◆ **Dataset excerpts**:
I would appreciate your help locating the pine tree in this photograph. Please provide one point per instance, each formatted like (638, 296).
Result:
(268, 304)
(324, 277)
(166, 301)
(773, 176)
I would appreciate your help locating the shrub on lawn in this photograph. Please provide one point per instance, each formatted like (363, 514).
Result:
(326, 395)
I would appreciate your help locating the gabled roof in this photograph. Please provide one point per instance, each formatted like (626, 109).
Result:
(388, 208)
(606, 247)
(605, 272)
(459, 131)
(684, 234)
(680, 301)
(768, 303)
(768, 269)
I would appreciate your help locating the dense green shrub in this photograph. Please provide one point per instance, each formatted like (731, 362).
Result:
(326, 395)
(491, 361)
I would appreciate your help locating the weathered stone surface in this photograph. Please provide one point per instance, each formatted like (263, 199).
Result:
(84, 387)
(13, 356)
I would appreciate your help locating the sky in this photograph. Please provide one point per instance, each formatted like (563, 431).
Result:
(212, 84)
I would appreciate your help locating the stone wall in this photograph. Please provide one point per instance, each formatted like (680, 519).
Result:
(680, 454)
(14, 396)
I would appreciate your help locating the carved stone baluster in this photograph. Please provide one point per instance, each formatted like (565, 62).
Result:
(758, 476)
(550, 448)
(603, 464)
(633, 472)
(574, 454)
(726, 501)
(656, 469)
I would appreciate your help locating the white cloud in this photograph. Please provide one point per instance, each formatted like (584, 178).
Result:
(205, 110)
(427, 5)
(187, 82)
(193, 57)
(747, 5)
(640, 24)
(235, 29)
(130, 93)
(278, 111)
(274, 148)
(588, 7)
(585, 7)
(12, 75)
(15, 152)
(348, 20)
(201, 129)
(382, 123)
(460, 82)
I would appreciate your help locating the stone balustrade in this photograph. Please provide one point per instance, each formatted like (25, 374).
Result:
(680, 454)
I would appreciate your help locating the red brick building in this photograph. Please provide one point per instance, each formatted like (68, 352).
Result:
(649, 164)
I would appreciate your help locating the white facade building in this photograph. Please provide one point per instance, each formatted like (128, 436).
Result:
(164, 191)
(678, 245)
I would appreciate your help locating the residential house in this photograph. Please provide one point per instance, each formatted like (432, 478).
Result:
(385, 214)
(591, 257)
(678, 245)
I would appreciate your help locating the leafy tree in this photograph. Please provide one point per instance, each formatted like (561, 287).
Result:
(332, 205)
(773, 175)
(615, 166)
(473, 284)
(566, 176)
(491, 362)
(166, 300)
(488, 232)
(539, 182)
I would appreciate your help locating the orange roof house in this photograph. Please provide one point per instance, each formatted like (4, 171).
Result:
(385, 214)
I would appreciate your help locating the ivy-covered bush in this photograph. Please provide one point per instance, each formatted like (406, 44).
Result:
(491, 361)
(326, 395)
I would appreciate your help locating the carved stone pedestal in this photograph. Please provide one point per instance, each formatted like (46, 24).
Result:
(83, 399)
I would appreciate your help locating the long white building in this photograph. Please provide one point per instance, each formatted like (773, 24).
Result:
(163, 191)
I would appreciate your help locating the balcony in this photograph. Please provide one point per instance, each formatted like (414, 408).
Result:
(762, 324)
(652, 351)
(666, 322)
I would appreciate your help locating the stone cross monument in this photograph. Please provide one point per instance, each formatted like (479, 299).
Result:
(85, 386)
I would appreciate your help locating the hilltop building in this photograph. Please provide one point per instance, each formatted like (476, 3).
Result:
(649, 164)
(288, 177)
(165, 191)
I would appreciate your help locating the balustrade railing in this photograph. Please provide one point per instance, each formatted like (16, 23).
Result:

◆ **Work required**:
Rewrite the lines starting at the one containing "I would appreciate your help locating the carved stone pedestal" and ending at the last line, both included. Add 110 to every coordinate in the answer points, and leave the requests and their sample points unchanged.

◆ **Output of the task**:
I would appreciate your help locating the carved stone pedestal in this photograph. Please provide one point per instance, each formatted like (46, 24).
Result:
(193, 509)
I would appreciate your help locating the long white building in this photograph. Please provide one point per instance, each formatted like (773, 24).
Result:
(273, 301)
I would appreciate your help locating the balcony in this photograph. Please provide one point per instance, each formatted like (414, 408).
Result:
(872, 434)
(762, 461)
(776, 432)
I would appreciate your help locating the stone cross monument in this photograph. Please provide one point per instance, each formatted like (479, 299).
Result:
(195, 496)
I would appreciate your help locating the hilltop building in this photograph. Please provide one point per instance, each formatted like (476, 3).
Result:
(759, 274)
(398, 287)
(275, 301)
I would appreciate your help locating the balustrade railing in this photograph. Please provide one point per instance, each formatted like (16, 23).
Result:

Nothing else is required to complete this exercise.